ESERCIZIO: Riporta parola per parola la parte del brano sulla legge Zan che comincia con "Vi sono svariate" e prosegue fino a "inutile feticcio ideologico.", incluse queste ultime parole.

BRANO PROPOSTO:
════
Vi sono svariate ragioni – e non sono quelle della destra più becera e integralista a la Gandolfini, Salvini, Meloni – per cui essere contrari alla legge Zan: una legge raffazzonata, un accrocchio dal punto di vista giuridico, oltreché un inutile feticcio ideologico.

Il primo busillis della legge è l’idea di fondo, propugnata dai suoi estensori (Boldrini, Zan ecc) e da larga parte di quella cultura politica per cui per risolvere un problema specifico (in questo caso le aggressioni e le discriminazioni subite dagli omosessuali) basti emanare una legge. In Italia ci sono troppi femminicidi (che termine orribile!)? Promulghiamo una legge e questa piaga, come per magia, scomparirà da sé. Secondo questa visione distorta della realtà bisognerebbe normare su ogni questione sociale – contribuendo all’attuale superfetazione legislativa – così da eradicare ogni stortura umana. Il pampenalismo adoperato al fine di raddrizzare “il legno storto dell’umanità” per dirla con Kant. Non solo. Il dl Zan è il portato di quella “cultura dei diritti” coltivata negli ultimi lustri dalla sinistra. “Continuiamo ad aggiungere diritti, i quali altro non sono se non desideri che si trasformano in norme giuridiche“, ha chiosato Michele Ainis.
════
DATI RACCOLTI:

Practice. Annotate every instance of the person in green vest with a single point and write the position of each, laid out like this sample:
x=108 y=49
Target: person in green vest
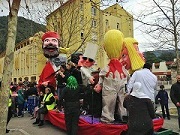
════
SOLUZIONE DELL'ESERCIZIO:
Vi sono svariate ragioni – e non sono quelle della destra più becera e integralista a la Gandolfini, Salvini, Meloni – per cui essere contrari alla legge Zan: una legge raffazzonata, un accrocchio dal punto di vista giuridico, oltreché un inutile feticcio ideologico.